Iron Maiden headlined the second day of Sonisphere festival last night (July 5), finishing off an almost three-year-long world tour.
Frontman Bruce Dickinson – who had earlier in the day flown a 1917 Fokker triplane as part of a First World War memorial – and the rest of the band took to the stage around 8.50pm and began their nearly two-hour set with ‘Moonchild’ from 1988 album ‘Seventh Son Of A Seventh Son’.
“You’re a loud and rowdy and thirsty bunch aren’t you?” said Dickinson a few songs into the set. “Tonight is the last night of a three-year tour, its all been building to this. If we don’t get it right tonight then we never will.”
He then explained how they were going to change the set from their appearance at “the other place”, meaning Sonisphere rival Download, in 2013, and began ‘Revelations’. Dickinson said the last time he’d performed the song was at a charity event for Canterbury Cathedral, where he was accompanied by Jethro Tull. “That was much more sedate, but tonight we’re giving it the full bollocks,” he said. “That’s a technical term.”
‘The Trooper’, ‘Number Of The Beast’ and ‘Run To The Hills’ appeared relatively early in the set, closing with ‘Fear Of The Dark’ and ‘Iron Maiden’. After a short break, a short Winston Churchill speech played over images of World War II, before the band returned to play an encore of ‘Aces High’, ‘The Evil That Men Do’ and ‘Sanctuary’. Dickinson also took time to thank the crew and team around the band as well as the fans for “making it real”, adding: “But what’s coming in the next few years is going to make it more real for you guys, believe me,” perhaps hinting at a new album.
Earlier in the day, Anthrax, one of the three so-called ‘Big Four’ playing Sonisphere this weekend, performed their second set to one of the biggest crowds of the weekend. Finishing on ‘Anti-Social’, guitarist and longest-serving member Scott Ian implored the crowd to carry on “worshiping music”, and promised to return with a new album next year.
“We’re the only band to play every Sonisphere in the UK,” he said from the stage. “This weekend we’ve played twice, and it has been awesome,” referencing their smaller set on Friday where they played 1987 breakthrough album ‘Among The Living’ in full.

MATERIAL:
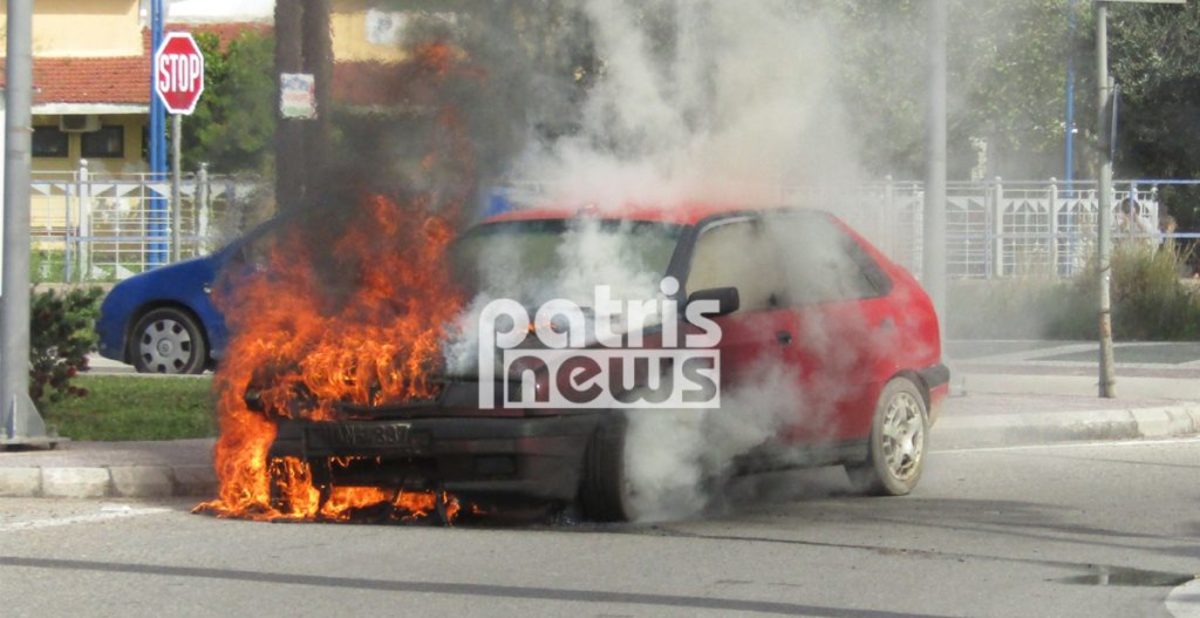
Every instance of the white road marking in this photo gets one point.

COMPLETE THE FOLLOWING:
1 > Translate this sentence from the Sonisphere report into Spanish: "Iron Maiden headlined the second day of Sonisphere festival last night (July 5), finishing off an almost three-year-long world tour."
2 > Do these statements agree with the Sonisphere report? Answer yes or no for each, and quote the words that decide it.
(a) Iron Maiden opened their set with ‘Moonchild’.
(b) Dickinson last performed ‘Revelations’ at Download in 2013.
(c) Anthrax played ‘Among The Living’ in full on Friday.
3 > Please carry on writing the Sonisphere report, starting after its last sentence.
These lines have nothing to do with the Sonisphere report.

SOLVED PROBLEMS:
1 > Iron Maiden encabezó anoche (5 de julio) la segunda jornada del festival Sonisphere, poniendo fin a una gira mundial de casi tres años.

2 >
(a) Yes: "began their nearly two-hour set with ‘Moonchild’"
(b) No: "the last time he’d performed the song was at a charity event for Canterbury Cathedral"
(c) Yes: "their smaller set on Friday where they played 1987 breakthrough album ‘Among The Living’ in full"

3 >
They were followed on the main stage by Frank Turner, who early on in his set won over the crowd by affirming his rock credentials. “This is an acoustic guitar, for those of you who’ve never seen one,” he joked. “A lot of my friends were asking how I was going to manage at a rock and metal festival, but I knew I’d be fine; rock, metal and punk is where I come from. I might be playing an acoustic guitar, but believe me I’ll die with a BC Rich Warlock in my hand,” he added, referencing the iconic metal guitar used by Slayer’s Kerry King among others.
After Turner’s set, at 6pm, Iron Maiden’s Bruce Dickinson flew in the World War I memorial he’d organised for the occasion. Flying a Fokker Dr1 triplane, he was joined by members of the Great War Display Team, who together staged an eight-plane dogfight above a wooded area next to the festival site. With commentary and machine-gun fire playing throughout the display, Dickinson appeared to come out on top, ‘shooting down’ two rivals before a final fly-by soundtracked by a live military brass band on stage.
The aerial event was followed by Deftones on the main stage who opened with, as they had done at Roskilde in Denmark the previous day, ‘Diamond Eyes’, the title track from their 2010 album. ‘Tempest’, ‘Swerve City’ and ‘My Own Summer (Shove It)’ and ‘Around The Fur’ also featured in their set.
Slayer were up next, and performed on the Saturn Stage to one of the largest crowds of the day, opening with ‘Hell Awaits’. Frontman Tom Araya seemed overwhelmed by the crowd’s response, thanking them for choosing to see the band.
Metallica are the third and final headliner tonight (July 6), where they’ll be performing a ‘By Request’ setlist chosen by fans in an online poll. Gallows, Bo Ningen, The Bronx, Airbourne and Alice In Chains are also among the line-up for the day.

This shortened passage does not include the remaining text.